The problem:
Which lines in the records below contain the word "building"? Copy each one.
[The input — start]
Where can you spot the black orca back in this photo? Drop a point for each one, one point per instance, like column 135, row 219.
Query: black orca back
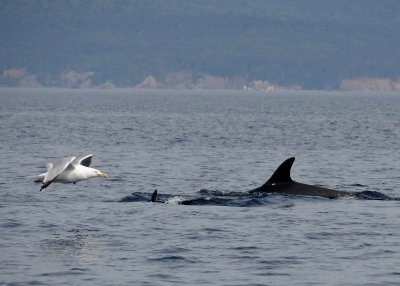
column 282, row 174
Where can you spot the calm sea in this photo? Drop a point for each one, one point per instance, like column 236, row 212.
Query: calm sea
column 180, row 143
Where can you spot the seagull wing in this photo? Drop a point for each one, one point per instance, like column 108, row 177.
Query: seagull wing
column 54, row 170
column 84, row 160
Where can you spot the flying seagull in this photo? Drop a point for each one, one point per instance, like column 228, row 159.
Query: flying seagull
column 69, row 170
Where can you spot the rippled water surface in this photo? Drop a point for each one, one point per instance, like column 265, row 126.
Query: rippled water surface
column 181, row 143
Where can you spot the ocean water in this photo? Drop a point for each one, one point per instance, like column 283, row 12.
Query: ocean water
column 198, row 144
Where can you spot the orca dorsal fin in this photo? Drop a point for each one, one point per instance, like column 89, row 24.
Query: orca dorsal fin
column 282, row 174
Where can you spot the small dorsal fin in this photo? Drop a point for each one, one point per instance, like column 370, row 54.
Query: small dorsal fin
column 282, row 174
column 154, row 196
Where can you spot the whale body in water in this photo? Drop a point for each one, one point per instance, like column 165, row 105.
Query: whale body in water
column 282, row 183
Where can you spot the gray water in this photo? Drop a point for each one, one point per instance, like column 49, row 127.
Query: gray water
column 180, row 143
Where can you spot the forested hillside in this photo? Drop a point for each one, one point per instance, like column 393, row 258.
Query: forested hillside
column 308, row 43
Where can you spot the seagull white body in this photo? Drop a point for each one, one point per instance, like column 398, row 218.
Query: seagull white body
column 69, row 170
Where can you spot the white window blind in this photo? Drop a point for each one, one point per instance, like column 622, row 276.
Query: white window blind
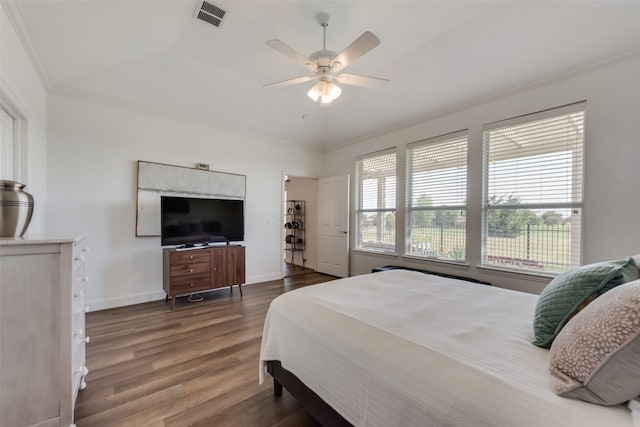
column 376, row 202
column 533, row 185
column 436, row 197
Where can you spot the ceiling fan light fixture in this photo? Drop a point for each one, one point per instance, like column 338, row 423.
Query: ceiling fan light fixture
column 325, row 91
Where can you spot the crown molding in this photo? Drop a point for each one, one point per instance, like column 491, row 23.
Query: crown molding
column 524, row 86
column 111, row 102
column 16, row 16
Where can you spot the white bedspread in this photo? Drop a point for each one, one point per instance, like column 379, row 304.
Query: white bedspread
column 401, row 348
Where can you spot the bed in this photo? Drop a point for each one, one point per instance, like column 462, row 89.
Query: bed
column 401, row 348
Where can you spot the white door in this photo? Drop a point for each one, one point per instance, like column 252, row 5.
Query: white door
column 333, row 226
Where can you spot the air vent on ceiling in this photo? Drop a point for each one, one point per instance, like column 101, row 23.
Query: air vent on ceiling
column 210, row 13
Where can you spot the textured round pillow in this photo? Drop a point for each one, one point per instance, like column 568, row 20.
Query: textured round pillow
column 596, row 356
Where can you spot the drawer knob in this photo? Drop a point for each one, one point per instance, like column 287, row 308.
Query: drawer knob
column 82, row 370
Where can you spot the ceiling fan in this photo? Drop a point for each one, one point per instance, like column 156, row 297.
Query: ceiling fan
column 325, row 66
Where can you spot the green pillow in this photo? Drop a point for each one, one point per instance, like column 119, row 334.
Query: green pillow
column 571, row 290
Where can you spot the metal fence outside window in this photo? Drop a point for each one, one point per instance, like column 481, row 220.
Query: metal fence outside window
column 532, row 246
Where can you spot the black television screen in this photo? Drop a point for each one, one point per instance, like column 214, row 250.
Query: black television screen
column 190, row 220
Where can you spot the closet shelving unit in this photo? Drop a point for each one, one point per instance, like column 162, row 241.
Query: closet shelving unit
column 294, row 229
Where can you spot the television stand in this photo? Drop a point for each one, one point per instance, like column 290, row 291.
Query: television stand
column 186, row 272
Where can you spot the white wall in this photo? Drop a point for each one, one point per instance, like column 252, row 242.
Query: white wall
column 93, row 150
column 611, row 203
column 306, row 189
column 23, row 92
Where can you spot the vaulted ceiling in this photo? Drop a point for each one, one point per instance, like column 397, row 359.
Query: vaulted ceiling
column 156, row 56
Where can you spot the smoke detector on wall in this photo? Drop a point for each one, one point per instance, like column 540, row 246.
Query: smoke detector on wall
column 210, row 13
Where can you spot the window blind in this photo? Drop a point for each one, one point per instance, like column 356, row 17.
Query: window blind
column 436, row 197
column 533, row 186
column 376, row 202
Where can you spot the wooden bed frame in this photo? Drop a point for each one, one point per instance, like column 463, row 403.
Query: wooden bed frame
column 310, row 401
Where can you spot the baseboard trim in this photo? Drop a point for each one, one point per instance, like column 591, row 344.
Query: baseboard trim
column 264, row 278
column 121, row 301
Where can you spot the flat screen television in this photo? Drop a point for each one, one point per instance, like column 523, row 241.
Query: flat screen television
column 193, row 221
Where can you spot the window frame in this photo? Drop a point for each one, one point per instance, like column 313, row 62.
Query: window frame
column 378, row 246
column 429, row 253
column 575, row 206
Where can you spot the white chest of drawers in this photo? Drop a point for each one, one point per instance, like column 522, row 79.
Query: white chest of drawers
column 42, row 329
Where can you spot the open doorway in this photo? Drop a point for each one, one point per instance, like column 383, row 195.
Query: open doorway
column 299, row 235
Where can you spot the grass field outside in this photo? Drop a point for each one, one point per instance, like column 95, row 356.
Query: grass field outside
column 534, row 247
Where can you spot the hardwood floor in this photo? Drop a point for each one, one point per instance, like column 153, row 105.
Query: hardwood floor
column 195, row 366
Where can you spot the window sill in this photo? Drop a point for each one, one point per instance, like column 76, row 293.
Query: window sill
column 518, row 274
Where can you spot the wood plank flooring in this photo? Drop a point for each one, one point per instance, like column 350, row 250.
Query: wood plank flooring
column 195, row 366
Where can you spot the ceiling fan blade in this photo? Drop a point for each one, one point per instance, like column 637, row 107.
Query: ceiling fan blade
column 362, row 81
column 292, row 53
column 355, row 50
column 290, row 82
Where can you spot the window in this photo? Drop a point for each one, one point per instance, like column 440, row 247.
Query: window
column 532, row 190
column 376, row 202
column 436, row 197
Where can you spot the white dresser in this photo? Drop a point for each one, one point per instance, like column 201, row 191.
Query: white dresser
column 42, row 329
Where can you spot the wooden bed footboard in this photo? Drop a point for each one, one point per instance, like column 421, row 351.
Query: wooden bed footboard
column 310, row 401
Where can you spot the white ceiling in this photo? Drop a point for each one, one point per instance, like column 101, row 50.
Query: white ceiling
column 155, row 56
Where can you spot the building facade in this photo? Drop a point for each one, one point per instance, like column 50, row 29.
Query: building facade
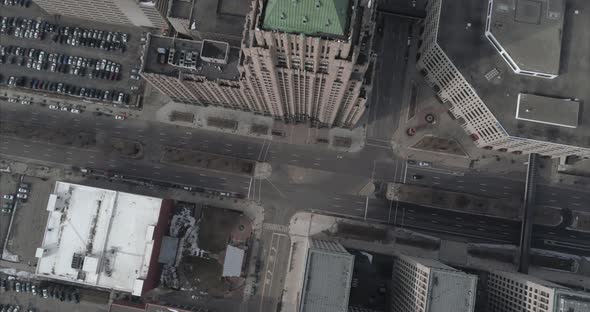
[The input — finish]
Response to the exercise:
Where can you spot the building facade in this photo? Drop a point for each one, one point per instance, like column 50, row 29.
Query: building facade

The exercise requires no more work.